• Records from a data source
+--

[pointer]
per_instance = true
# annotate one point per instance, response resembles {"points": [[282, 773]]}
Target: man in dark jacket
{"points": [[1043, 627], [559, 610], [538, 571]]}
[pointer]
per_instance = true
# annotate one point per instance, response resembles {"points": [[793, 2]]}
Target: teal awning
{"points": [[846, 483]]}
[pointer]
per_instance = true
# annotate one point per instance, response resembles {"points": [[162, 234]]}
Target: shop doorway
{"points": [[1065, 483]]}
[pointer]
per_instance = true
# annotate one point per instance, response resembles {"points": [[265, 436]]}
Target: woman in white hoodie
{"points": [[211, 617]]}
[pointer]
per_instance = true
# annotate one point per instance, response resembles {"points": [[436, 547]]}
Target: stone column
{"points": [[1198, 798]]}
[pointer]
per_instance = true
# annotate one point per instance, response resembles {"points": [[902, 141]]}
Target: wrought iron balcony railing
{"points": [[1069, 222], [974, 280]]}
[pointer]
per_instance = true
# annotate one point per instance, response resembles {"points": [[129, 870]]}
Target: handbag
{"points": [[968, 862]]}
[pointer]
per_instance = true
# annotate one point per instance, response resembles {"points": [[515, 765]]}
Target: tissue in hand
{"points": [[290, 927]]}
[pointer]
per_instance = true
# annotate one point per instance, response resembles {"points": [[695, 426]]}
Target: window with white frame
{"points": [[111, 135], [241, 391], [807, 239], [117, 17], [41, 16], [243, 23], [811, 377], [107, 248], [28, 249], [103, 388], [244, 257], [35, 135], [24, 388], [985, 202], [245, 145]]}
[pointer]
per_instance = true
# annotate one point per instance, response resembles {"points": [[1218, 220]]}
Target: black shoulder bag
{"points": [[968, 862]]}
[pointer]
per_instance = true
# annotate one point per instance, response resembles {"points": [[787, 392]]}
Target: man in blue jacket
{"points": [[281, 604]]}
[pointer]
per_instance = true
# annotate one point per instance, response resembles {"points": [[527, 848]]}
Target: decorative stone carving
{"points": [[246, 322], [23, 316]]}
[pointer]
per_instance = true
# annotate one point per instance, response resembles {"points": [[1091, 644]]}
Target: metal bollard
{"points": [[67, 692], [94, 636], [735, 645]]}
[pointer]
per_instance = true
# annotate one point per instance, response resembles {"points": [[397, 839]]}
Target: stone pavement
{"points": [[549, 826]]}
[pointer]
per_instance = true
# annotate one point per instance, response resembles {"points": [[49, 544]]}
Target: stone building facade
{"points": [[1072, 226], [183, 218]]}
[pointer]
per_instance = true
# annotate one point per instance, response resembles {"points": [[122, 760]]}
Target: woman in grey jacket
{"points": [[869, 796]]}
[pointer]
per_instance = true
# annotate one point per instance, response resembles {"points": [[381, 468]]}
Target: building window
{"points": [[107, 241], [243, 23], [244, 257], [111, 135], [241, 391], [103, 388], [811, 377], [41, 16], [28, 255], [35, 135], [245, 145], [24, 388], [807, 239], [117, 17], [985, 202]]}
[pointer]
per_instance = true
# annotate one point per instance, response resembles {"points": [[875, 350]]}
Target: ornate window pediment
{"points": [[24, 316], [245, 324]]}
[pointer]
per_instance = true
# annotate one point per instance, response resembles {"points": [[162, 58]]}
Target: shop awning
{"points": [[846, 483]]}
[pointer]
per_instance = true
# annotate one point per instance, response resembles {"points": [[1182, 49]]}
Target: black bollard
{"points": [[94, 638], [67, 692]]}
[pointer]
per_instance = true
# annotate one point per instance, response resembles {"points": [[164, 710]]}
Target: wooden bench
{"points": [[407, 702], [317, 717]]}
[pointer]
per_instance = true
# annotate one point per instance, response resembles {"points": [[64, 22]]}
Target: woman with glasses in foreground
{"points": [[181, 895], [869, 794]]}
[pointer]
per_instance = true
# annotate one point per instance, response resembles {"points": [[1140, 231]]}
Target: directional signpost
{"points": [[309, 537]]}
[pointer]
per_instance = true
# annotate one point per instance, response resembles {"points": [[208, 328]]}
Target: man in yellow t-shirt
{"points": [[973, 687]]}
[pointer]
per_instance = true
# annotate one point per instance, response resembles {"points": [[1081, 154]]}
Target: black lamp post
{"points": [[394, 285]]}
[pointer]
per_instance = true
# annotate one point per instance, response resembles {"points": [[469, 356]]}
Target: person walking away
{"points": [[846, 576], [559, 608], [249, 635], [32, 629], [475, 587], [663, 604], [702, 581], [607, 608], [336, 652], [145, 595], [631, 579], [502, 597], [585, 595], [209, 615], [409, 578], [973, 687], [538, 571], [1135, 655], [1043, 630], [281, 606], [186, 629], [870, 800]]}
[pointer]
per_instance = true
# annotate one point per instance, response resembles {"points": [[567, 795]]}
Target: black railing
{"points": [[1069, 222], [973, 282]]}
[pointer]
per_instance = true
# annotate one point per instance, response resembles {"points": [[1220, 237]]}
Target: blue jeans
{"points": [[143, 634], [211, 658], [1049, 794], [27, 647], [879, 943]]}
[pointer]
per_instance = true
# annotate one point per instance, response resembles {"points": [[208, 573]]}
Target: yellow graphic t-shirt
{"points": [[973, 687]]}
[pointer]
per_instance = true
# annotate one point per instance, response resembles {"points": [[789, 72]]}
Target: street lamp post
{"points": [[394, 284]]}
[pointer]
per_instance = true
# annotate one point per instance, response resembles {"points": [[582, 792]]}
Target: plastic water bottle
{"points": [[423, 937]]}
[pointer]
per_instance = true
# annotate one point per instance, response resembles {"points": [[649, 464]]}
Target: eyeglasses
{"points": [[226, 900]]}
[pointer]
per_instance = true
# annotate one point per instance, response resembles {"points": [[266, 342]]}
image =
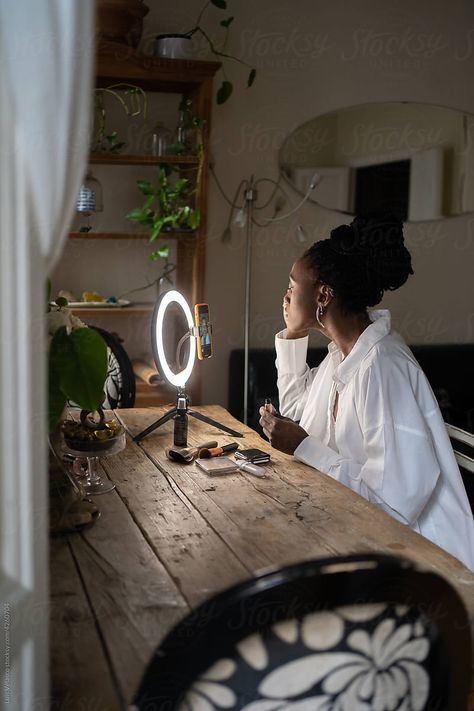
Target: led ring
{"points": [[177, 379]]}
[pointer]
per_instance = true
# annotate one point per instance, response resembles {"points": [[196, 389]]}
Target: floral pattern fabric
{"points": [[354, 658]]}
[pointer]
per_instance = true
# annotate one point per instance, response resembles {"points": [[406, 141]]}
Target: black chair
{"points": [[353, 633], [120, 384], [463, 446]]}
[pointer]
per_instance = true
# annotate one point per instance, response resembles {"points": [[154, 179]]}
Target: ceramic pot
{"points": [[120, 20]]}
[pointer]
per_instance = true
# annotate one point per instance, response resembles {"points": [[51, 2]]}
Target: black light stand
{"points": [[197, 415], [171, 414]]}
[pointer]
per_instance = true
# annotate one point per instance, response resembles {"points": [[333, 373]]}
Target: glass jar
{"points": [[161, 140]]}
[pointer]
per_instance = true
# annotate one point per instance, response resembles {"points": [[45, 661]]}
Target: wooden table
{"points": [[169, 537]]}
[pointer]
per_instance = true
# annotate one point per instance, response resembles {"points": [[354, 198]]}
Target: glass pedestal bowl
{"points": [[87, 442]]}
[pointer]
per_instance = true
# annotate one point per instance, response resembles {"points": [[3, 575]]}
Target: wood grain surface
{"points": [[170, 536]]}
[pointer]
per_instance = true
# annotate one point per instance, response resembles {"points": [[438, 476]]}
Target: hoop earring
{"points": [[319, 316]]}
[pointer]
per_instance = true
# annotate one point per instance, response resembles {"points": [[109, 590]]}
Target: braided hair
{"points": [[362, 260]]}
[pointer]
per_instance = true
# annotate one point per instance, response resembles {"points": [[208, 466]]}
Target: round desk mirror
{"points": [[413, 160]]}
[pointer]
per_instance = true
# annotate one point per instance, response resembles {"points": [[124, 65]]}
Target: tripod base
{"points": [[197, 415]]}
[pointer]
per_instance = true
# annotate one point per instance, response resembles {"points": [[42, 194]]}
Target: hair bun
{"points": [[376, 243]]}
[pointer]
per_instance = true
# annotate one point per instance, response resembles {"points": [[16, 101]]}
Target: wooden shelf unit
{"points": [[137, 309], [129, 235], [141, 159], [192, 79]]}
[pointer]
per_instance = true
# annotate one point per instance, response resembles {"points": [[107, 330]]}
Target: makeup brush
{"points": [[208, 452], [185, 455]]}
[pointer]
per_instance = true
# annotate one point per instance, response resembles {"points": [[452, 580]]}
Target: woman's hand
{"points": [[283, 433]]}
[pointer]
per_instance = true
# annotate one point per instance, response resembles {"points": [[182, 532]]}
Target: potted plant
{"points": [[77, 362], [171, 202], [226, 87], [133, 101]]}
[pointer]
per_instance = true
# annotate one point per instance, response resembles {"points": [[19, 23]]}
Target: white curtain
{"points": [[46, 60]]}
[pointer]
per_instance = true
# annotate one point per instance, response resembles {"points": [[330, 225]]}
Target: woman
{"points": [[367, 415]]}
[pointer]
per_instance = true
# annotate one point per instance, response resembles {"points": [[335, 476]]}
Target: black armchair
{"points": [[355, 633]]}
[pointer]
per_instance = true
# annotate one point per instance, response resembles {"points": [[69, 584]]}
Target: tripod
{"points": [[197, 415]]}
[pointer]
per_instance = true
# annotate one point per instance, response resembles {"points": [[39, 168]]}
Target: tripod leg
{"points": [[214, 423], [167, 416]]}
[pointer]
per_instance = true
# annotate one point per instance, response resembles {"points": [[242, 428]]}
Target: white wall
{"points": [[313, 57]]}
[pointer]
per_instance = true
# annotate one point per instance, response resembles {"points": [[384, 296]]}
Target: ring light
{"points": [[170, 297], [177, 379]]}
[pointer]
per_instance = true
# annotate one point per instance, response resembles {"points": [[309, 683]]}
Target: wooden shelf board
{"points": [[130, 235], [142, 309], [117, 63], [142, 159]]}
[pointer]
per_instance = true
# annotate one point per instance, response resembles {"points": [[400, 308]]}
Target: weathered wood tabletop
{"points": [[170, 536]]}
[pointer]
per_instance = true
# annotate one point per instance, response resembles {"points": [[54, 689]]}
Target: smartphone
{"points": [[255, 456], [204, 340]]}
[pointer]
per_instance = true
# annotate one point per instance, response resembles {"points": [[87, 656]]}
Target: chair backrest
{"points": [[463, 446], [120, 384], [361, 632]]}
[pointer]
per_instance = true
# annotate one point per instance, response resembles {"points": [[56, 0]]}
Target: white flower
{"points": [[59, 317]]}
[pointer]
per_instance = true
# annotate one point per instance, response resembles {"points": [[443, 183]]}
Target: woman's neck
{"points": [[345, 329]]}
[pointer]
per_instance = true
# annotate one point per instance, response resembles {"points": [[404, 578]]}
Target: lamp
{"points": [[180, 412], [245, 218], [89, 199]]}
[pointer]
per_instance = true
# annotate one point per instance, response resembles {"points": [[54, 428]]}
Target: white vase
{"points": [[173, 47]]}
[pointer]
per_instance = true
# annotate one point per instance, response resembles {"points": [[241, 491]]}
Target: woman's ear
{"points": [[325, 295]]}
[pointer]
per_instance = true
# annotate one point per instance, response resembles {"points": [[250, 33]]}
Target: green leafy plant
{"points": [[133, 101], [77, 363], [166, 206], [226, 88]]}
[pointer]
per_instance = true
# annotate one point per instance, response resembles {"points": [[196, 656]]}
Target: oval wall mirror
{"points": [[413, 160]]}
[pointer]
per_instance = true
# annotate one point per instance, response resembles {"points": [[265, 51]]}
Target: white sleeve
{"points": [[401, 470], [294, 375]]}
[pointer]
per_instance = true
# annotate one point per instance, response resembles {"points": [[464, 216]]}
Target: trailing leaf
{"points": [[145, 187], [224, 91]]}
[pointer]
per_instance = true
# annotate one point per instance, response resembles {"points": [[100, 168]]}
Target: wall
{"points": [[313, 57]]}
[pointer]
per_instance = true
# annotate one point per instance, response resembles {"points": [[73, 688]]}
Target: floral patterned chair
{"points": [[360, 633]]}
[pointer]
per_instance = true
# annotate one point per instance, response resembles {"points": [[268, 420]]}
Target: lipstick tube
{"points": [[207, 453]]}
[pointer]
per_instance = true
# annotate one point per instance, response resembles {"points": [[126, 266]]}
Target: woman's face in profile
{"points": [[301, 297]]}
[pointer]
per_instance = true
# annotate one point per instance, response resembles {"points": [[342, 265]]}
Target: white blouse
{"points": [[389, 441]]}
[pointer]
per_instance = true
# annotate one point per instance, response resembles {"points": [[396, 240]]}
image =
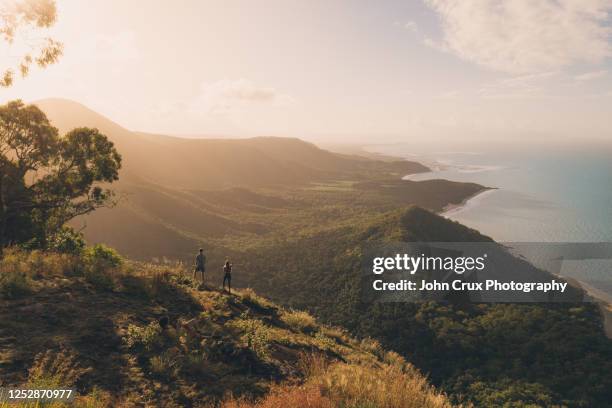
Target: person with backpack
{"points": [[227, 275], [200, 265]]}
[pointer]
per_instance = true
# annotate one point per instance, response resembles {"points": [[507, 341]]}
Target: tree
{"points": [[23, 20], [46, 180]]}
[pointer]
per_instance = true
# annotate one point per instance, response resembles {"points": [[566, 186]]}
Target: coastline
{"points": [[470, 201], [604, 301]]}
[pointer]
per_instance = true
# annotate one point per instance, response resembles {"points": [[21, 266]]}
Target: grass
{"points": [[300, 321], [351, 386], [116, 353]]}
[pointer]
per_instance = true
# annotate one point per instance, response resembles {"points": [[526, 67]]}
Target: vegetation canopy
{"points": [[46, 180]]}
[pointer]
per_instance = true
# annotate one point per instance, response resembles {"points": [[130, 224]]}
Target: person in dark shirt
{"points": [[200, 265], [227, 275]]}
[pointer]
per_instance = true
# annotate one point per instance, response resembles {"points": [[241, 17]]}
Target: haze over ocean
{"points": [[542, 195]]}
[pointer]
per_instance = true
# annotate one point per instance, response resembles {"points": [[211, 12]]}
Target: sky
{"points": [[336, 70]]}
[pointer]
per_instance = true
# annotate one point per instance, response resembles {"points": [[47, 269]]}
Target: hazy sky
{"points": [[365, 70]]}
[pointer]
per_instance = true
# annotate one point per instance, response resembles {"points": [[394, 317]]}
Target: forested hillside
{"points": [[487, 354], [177, 194], [134, 335]]}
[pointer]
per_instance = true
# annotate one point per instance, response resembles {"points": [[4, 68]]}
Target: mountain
{"points": [[216, 163], [177, 194], [148, 336]]}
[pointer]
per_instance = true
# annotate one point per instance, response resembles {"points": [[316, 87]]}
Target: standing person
{"points": [[200, 265], [227, 275]]}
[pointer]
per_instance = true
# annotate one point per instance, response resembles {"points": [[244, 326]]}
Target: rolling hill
{"points": [[176, 194]]}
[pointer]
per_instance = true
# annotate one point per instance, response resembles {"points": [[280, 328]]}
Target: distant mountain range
{"points": [[173, 190]]}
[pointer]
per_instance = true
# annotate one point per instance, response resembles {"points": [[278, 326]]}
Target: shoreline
{"points": [[470, 201], [604, 301]]}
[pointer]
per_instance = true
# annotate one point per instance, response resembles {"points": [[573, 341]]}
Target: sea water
{"points": [[540, 195]]}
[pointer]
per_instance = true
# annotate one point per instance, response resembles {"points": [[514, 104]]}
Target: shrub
{"points": [[373, 346], [249, 297], [68, 241], [286, 397], [101, 256], [381, 387], [147, 337], [255, 334], [14, 284], [300, 321], [100, 264], [164, 365]]}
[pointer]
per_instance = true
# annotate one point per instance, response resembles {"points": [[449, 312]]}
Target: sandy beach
{"points": [[473, 200]]}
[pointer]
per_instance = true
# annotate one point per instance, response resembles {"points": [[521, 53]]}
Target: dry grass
{"points": [[286, 397], [350, 386], [386, 386], [299, 321]]}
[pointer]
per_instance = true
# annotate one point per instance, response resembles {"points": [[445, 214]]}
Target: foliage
{"points": [[147, 337], [23, 15], [68, 241], [352, 386], [255, 334], [13, 284], [556, 351], [45, 180], [299, 321]]}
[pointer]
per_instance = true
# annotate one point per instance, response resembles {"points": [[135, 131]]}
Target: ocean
{"points": [[540, 195]]}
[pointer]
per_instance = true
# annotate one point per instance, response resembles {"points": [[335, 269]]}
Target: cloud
{"points": [[525, 36], [522, 86], [412, 26], [226, 96], [588, 76]]}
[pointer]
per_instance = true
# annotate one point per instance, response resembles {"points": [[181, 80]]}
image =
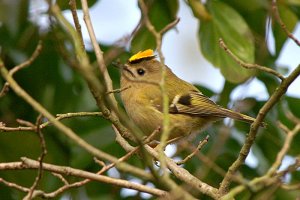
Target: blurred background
{"points": [[59, 88]]}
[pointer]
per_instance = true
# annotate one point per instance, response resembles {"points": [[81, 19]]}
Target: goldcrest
{"points": [[189, 109]]}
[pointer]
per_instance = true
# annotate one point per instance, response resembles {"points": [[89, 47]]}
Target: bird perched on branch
{"points": [[189, 109]]}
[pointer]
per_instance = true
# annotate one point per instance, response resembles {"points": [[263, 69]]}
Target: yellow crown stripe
{"points": [[142, 54]]}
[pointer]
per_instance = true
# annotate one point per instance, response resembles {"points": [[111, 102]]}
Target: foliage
{"points": [[54, 82]]}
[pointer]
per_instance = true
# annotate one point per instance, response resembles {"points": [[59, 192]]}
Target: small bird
{"points": [[189, 109]]}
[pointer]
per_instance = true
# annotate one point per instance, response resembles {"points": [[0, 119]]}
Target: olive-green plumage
{"points": [[190, 110]]}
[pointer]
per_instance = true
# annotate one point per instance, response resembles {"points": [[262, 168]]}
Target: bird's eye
{"points": [[141, 71]]}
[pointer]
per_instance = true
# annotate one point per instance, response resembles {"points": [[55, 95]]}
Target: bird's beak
{"points": [[118, 65], [124, 68]]}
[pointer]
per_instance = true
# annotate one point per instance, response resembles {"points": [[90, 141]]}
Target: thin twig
{"points": [[118, 90], [199, 147], [287, 143], [274, 98], [60, 177], [283, 26], [249, 65], [4, 90], [14, 185], [183, 175], [66, 130], [169, 26], [28, 126], [32, 164], [73, 7], [28, 62], [271, 176], [40, 159]]}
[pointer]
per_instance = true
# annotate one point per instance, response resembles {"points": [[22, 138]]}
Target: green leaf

+--

• YOUR INSTRUCTIONS
Only the lines from the one containing "Target: thin twig" through the end of the entries above belong in the answer; repeat them exactly.

• EXERCISE RESPONSE
Target: thin twig
{"points": [[118, 90], [199, 147], [287, 143], [274, 98], [60, 177], [283, 26], [249, 65], [4, 90], [14, 185], [183, 175], [66, 130], [169, 26], [28, 126], [32, 164], [73, 7], [28, 62], [271, 176], [40, 159]]}
[pointer]
per_instance = true
# annotate one point per instance, response resembles {"points": [[22, 138]]}
Target: green leaf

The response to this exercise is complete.